• Task instructions:
After finding the line that contains "the red jacket", give again that line and each one following it, exactly, until the records end.

• Data for this task:
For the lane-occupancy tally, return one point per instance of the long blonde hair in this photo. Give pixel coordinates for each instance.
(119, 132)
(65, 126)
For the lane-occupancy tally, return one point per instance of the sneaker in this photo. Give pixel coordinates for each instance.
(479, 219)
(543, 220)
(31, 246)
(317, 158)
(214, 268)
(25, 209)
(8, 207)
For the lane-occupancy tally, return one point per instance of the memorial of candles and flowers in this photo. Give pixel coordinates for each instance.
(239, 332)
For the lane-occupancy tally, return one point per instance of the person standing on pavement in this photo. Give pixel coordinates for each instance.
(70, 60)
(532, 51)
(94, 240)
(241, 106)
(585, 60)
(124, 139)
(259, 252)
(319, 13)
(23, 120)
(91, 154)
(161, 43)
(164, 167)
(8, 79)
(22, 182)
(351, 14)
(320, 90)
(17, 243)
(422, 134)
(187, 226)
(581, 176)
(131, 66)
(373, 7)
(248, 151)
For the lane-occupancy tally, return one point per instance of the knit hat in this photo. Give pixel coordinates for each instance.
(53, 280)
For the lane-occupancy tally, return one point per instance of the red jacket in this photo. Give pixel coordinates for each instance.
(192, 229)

• Response:
For the lane-occupancy tally, return one point per instance of the red jacket in this photo. Give pixel coordinates for each instance.
(192, 229)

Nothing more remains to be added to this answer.